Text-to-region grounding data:
□ □ □ □
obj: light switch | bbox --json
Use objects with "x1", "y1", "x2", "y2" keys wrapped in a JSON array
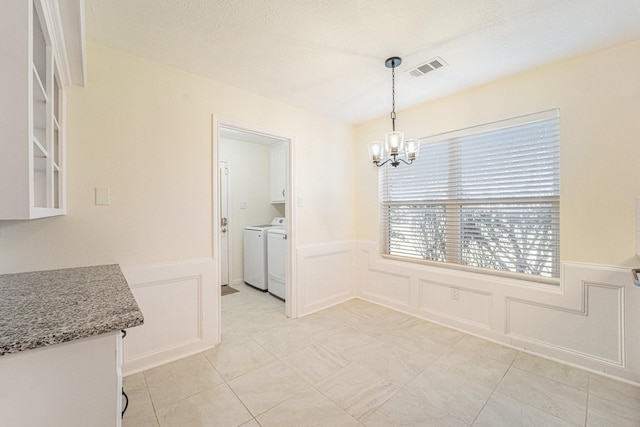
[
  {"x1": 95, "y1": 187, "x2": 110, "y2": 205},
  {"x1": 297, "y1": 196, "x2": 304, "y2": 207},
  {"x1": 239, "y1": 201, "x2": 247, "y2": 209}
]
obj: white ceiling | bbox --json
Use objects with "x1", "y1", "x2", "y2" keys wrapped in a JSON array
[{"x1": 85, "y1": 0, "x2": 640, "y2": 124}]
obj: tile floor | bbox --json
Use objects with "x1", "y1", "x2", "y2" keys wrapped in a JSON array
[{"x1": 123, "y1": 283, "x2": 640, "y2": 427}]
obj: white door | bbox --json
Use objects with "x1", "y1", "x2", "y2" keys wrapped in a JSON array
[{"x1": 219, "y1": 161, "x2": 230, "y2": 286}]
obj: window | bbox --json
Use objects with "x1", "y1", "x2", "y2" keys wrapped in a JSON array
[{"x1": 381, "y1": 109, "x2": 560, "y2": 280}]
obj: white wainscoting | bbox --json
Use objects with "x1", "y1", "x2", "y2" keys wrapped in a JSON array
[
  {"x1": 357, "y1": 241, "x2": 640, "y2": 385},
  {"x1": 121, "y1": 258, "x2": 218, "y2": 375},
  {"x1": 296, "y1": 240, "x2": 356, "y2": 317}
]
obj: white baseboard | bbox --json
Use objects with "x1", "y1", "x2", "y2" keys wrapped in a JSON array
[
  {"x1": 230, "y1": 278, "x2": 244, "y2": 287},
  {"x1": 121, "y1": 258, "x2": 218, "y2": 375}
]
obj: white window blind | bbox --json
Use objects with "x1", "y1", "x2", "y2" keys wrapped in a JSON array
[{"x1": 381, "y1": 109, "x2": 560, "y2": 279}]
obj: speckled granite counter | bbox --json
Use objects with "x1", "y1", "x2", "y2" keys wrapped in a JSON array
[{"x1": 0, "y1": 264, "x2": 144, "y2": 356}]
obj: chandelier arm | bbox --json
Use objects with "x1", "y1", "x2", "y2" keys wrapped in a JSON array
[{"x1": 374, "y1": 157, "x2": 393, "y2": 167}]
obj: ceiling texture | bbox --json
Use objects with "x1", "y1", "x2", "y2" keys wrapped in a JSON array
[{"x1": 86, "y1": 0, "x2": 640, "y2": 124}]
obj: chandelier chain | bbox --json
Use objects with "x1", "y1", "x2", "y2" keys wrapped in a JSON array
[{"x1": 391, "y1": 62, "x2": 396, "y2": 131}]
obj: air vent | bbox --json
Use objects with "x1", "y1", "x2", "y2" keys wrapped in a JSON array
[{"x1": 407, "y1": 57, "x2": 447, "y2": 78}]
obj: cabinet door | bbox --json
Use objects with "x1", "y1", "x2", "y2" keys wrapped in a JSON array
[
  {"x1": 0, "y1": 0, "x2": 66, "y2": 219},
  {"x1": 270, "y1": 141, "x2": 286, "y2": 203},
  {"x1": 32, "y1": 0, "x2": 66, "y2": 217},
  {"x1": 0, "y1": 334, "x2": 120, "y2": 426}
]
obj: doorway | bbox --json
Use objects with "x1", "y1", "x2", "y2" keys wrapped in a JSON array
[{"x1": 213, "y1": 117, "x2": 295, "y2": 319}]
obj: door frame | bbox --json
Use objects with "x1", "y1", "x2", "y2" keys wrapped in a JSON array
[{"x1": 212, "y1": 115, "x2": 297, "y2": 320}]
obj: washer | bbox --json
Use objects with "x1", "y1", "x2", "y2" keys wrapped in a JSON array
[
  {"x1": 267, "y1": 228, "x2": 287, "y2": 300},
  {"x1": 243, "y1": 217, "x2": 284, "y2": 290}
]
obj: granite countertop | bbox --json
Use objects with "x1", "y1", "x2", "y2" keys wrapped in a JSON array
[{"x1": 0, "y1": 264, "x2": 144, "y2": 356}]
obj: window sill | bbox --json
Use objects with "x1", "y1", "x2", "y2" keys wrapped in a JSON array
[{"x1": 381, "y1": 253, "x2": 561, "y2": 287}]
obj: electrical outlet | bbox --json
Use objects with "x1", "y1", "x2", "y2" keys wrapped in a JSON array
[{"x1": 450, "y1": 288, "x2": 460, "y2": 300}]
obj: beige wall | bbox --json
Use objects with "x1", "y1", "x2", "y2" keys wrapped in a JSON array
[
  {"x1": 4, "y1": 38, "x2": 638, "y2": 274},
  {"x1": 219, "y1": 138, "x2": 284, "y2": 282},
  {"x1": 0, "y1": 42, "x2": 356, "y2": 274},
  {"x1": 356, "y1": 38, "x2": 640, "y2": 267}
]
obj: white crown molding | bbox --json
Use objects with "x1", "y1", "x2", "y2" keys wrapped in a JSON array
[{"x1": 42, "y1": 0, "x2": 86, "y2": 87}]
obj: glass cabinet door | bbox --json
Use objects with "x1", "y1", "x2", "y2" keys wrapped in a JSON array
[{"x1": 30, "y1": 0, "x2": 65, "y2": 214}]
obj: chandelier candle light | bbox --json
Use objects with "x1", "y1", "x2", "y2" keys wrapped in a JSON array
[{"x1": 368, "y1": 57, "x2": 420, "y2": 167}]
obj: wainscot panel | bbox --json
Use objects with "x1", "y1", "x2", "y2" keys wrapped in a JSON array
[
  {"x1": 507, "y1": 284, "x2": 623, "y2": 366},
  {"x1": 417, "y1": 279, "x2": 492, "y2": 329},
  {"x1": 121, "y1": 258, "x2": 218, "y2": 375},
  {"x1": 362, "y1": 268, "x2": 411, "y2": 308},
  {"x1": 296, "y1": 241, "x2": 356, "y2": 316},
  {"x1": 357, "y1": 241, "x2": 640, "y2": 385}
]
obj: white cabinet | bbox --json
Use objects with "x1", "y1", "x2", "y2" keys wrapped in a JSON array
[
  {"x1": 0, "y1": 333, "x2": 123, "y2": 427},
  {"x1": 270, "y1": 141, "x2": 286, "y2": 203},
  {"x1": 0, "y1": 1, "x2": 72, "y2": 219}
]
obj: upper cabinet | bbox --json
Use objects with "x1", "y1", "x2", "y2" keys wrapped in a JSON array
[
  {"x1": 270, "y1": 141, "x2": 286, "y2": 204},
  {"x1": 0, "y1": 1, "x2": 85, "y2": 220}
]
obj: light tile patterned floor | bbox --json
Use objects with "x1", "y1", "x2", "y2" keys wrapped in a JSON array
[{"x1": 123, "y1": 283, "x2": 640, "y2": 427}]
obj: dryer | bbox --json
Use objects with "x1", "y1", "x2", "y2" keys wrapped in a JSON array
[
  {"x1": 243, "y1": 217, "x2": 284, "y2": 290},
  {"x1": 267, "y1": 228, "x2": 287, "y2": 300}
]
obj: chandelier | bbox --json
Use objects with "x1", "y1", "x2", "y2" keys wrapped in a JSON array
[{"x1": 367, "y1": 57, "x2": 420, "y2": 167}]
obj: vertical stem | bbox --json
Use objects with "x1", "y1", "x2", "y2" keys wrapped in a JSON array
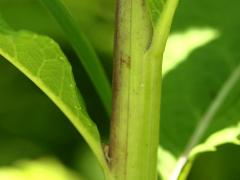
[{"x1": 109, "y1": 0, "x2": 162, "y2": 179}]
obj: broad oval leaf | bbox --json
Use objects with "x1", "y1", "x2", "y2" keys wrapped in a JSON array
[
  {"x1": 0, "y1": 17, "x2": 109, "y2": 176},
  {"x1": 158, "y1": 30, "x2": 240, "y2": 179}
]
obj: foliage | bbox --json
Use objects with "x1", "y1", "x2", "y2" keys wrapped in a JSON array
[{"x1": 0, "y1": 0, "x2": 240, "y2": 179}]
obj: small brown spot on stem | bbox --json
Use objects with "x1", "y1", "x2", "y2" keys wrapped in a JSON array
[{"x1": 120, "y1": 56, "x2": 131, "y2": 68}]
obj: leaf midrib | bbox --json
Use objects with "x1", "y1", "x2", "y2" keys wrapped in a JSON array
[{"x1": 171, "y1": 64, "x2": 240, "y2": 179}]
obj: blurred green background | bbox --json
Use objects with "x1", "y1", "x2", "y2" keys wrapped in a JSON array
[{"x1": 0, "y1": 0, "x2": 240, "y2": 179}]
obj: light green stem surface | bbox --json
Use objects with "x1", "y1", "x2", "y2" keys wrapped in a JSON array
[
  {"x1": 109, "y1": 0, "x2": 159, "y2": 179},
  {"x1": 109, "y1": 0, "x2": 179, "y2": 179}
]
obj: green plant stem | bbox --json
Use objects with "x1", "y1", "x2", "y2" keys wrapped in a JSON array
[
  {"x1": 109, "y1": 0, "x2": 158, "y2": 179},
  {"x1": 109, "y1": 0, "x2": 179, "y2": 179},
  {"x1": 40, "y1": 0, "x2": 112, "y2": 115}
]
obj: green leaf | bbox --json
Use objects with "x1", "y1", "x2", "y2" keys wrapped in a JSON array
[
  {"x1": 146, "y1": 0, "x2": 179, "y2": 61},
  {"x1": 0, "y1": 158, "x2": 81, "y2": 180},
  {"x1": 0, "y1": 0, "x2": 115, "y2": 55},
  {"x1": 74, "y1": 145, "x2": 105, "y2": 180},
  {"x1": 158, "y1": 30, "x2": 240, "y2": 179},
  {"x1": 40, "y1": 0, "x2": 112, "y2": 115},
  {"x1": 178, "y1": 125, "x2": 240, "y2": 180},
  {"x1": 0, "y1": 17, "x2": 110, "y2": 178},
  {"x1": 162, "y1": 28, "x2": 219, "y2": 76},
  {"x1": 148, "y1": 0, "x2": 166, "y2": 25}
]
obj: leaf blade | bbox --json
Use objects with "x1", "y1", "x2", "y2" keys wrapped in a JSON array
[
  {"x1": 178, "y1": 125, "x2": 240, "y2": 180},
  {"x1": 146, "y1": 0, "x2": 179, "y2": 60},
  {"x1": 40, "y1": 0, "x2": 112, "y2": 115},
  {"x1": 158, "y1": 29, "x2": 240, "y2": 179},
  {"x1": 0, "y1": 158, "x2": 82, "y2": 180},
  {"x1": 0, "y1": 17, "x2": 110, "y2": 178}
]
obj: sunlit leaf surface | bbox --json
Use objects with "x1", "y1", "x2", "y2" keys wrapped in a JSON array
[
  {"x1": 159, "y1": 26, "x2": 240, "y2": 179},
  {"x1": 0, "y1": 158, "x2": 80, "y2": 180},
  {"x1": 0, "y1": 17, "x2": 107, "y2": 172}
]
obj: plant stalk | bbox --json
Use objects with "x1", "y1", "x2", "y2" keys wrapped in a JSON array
□ □ □ □
Work required |
Among the records above, extract exactly the lines from the line with "obj: wainscot panel | bbox --json" to the line with "obj: upper cabinet | bbox --json", both lines included, and leave out the rest.

Task output |
obj: wainscot panel | bbox --json
Use objects with "x1", "y1", "x2", "y2" keys wrapped in a JSON array
[
  {"x1": 507, "y1": 284, "x2": 623, "y2": 366},
  {"x1": 417, "y1": 279, "x2": 492, "y2": 329},
  {"x1": 121, "y1": 258, "x2": 218, "y2": 375},
  {"x1": 362, "y1": 268, "x2": 411, "y2": 308},
  {"x1": 296, "y1": 241, "x2": 356, "y2": 316},
  {"x1": 357, "y1": 241, "x2": 640, "y2": 385}
]
obj: white cabinet | bbox --json
Use objects with "x1", "y1", "x2", "y2" keys wrapped in a JSON array
[
  {"x1": 0, "y1": 333, "x2": 123, "y2": 427},
  {"x1": 270, "y1": 141, "x2": 286, "y2": 203},
  {"x1": 0, "y1": 1, "x2": 72, "y2": 219}
]
obj: upper cabinet | bbox --json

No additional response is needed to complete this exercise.